* Problem set *
A – Update the article on the Prince film by replacing "cinematographer" with "director of photography", and give that part again: begin at the words "Film dialogue is" and stop after "mostly negative reviews.".
B – In the article on the Prince film, who produced the film?

* Given text *
○ ○ ○ ○ ○

- Theatrical poster
- Bengali: প্রিন্স: ওয়ান্স আপন এ টাইম ইন ঢাকা
- Directed by: Abu Hayat Mahmud
- Written by: Mezbah Uddin Sumon
- Screenplay by: Mezbah Uddin Sumon; Mohammad Nazim Uddin;
- Produced by: Shirin Sultana
- Starring: Shakib Khan; Tasnia Farin; Jyotirmoyee Kundu; Dibyendu Bhattacharya; Paean Sarkar;
- Cinematography: Amit Roy
- Edited by: Soumyajit Bandopadhyay Sanghamitra Ghosh
- Music by: Arafat Mohsin
- Production company: Creative Land Films
- Distributed by: Jaaz Multimedia Action Cut Entertainment
- Release date: 21 March 2026;
- Running time: 149 minutes
- Country: Bangladesh
- Language: Bengali
- Budget: ৳12 crore (US$980,000)
- Box office: ৳5.7 crore (US$460,000)

= Prince: Once Upon a Time in Dhaka =

2026 Bangladeshi film

Prince: Once Upon a Time in Dhaka (Note: প্রিন্স: ওয়ান্স আপন এ টাইম ইন ঢাকা) is a 2026 Bangladeshi Bengali-language action thriller film directed by Abu Hayat Mahmud. The film was produced by Shirin Sultana under the banner of Creative Land Films and distributed by Jaaz Multimedia and Action Cut Entertainment. It stars Shakib Khan, Tasnia Farin, Jyotirmoyee Kundu, Dibyendu Bhattacharya and Paean Sarkar in the lead roles. The film was released on 21 March 2026, coinciding with Eid-ul-Fitr.

The film is the first collaboration between Khan, Farin and Jyotirmoyee. Prince marks as the directorial debut of Abu Hayat Mahmud and producerial debut of Shirin Sultana. It also marks as the Bangladeshi debut of Jyotirmoyee Kundu and Dibyendu Bhattacharya.

Film dialogue is written by Mezbah Uddin Sumon and the screenplay is written by Mezbah Uddin Sumon and Mohammad Nazim Uddin. The cinematographer for the film was Amit Roy and music director is Arafat Mohsin.

It is one of the most expensive Bangladeshi films ever-made. The film was released on 21 March 2026, coinciding with Eid-ul-Fitr 2026. Since its release, the film has received mostly negative reviews.

==Plot==

In 1990s Dhaka, the film follows *Ibrahim*, a simple boy from old Dhaka who lives with his mother and works a small honest job. Dhaka at that time is run by gangs, extortion and political mafias, and when local thugs try to take over his neighborhood and hurt his family, Ibrahim fights back alone.

That one fight changes his life. His courage makes him famous in the area. People start calling him *Prince* - because he protects the poor like a prince. Slowly, he gets pulled deeper into the underworld, not for greed, but to keep control so no one can exploit his people. Within a few years, Prince becomes the most powerful and legendary name in Dhaka.

But power brings enemies. The biggest threat is *Afghani Pathan*, a brutal, drug-backed gangster who wants to control all of Dhaka's business. There is also constant pressure from corrupt politicians and police who use gangsters for their own profit. Prince gets caught in a bloody cycle of gang wars, shootouts, and betrayals.

In the middle of this darkness, he finds love. He meets *Dilruba*, a sweet, educated girl who sees the good man inside him. With her, he dreams of leaving the crime world, getting married and living a normal life. *Sonia*, another woman in his life, also has a complicated connection to him and adds to the emotional conflict. His mother constantly begs him to leave this path.

○ ○ ○ ○ ○

* Extracted data *
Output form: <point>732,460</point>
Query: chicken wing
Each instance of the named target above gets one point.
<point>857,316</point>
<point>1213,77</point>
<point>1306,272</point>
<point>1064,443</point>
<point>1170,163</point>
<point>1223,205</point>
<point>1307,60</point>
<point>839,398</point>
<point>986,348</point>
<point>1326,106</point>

○ ○ ○ ○ ○

* Task-by-task solutions *
A –
Film dialogue is written by Mezbah Uddin Sumon and the screenplay is written by Mezbah Uddin Sumon and Mohammad Nazim Uddin. The director of photography for the film was Amit Roy and music director is Arafat Mohsin.

It is one of the most expensive Bangladeshi films ever-made. The film was released on 21 March 2026, coinciding with Eid-ul-Fitr 2026. Since its release, the film has received mostly negative reviews.

B – Shirin Sultana